Document section:
====
The pathogen causes purplish ‘flames’ to rise from the base of the trunk up to the branches, before cracking the trunk. Once infected, trees die within three to seven years.
As well as via spores entering fresh ‘wounds’ on healthy plane trees, the disease can also be transmitted via root contacts between neighbouring trees, and also by water, as in the case of the Canal Green news du Midi, where plane trees were first planted along the canal under Napoleon.
Replacement tress are being planted but many sections where diseased or dead trees have been removed remain treeless.
Lockdown boost for nature spotters
2020’s pair of Covid lockdown periods in France gave a significant boost to numbers of nature observers, as well as the organisations that register flora and fauna counts on a local level.
One such project was the Faune-Maine platform in Mayenne, Normandy, which is co-managed with the LPO, the French bird protection league. It saw a four-fold increase in registrations last year as people shared observations of different species in their garden and local habitats.
====
Problems and tasks:
**A)** Rewrite the passage on plane tree disease, starting with "The pathogen causes" and going on through "removed remain treeless.", changing "purplish" to "violet".
**B)** Continue the text on French plane trees and lockdown nature spotters from the point at which it stops.
====
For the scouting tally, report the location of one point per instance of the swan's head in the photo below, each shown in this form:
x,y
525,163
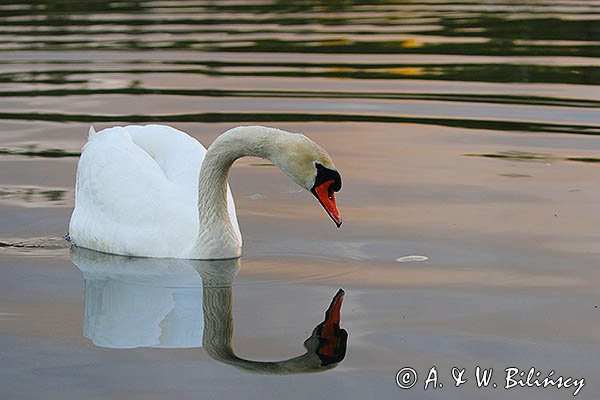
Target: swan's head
x,y
309,165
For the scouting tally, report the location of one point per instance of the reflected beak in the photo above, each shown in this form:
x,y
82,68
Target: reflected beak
x,y
332,338
326,197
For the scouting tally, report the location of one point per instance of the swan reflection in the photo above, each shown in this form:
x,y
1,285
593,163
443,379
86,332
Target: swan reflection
x,y
173,303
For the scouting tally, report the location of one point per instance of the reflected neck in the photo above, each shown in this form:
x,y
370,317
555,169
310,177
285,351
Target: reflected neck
x,y
217,238
218,331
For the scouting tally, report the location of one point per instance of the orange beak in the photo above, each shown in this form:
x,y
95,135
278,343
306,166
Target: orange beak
x,y
324,193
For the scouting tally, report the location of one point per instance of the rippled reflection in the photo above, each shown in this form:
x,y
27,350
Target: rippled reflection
x,y
492,66
143,302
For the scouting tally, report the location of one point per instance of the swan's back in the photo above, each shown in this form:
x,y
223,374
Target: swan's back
x,y
137,191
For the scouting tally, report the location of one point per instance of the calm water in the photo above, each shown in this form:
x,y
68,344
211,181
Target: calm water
x,y
466,132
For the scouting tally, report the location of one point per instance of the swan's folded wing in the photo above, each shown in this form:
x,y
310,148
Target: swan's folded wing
x,y
122,197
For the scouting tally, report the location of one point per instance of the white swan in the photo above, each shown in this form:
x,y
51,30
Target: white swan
x,y
154,191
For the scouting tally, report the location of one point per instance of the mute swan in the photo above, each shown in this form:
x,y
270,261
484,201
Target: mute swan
x,y
154,191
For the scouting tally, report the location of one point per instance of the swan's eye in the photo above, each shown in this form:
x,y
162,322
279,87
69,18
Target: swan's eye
x,y
325,174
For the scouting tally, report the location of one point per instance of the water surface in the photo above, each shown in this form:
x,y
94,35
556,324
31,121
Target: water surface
x,y
465,132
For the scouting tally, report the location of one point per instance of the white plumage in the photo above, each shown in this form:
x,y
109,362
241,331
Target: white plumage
x,y
137,192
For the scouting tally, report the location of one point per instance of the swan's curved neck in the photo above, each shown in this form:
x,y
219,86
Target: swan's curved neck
x,y
217,237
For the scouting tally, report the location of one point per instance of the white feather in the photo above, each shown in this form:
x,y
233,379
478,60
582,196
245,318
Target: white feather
x,y
137,192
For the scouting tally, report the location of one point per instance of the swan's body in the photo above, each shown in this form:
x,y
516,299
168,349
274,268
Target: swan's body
x,y
154,191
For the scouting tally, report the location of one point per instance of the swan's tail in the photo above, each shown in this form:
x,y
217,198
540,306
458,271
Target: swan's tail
x,y
91,132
====
Answers to the exercises:
**A)**
The pathogen causes violet ‘flames’ to rise from the base of the trunk up to the branches, before cracking the trunk. Once infected, trees die within three to seven years.
As well as via spores entering fresh ‘wounds’ on healthy plane trees, the disease can also be transmitted via root contacts between neighbouring trees, and also by water, as in the case of the Canal Green news du Midi, where plane trees were first planted along the canal under Napoleon.
Replacement tress are being planted but many sections where diseased or dead trees have been removed remain treeless.

**B)**
One new member, Jérôme Boulay, told France Bleu that he now spends several hours a week scrutinising various species around his home, including a hen harrier and a kingfisher that he spots on his daily walk along the banks of the Mayenne river which is close by.
“I’ve been coming here for a while but I’ve never seen a kingfisher before. And now, it’s rare that I don’t see one.
“Our gaze is sharpened, our ear is refined and our attention is precise,” he added.
Fish business takes eco approach
A firm that recycles disposable Covid-19 masks has taken the symbolic step of placing a recycling box next to a fish shop (poissonnerie) in the Bassin d’Arcachon, Gironde, to highlight the environmental impact of discarded masks.
Owner of the Arès fishmonger, Amandine de Lamothe, has long taken an eco-responsible approach: she sells only wild fish and does not use plastic bags. The cardboard recycling box was installed at a cost of €150 to the shop.
The masks are collected by the company Terracycle, which transforms them into granules that can be sold to manufacturers of products such as garden furniture.
Sugar beet pesticides allowed temporarily
In December, the French government reauthorised the use – for a three-year period only – of previously banned neonicotinoid insecticides, to support sugar beet growers suffering from aphid attacks.
Usage will be limited to seed coating, and not by direct spraying on plants.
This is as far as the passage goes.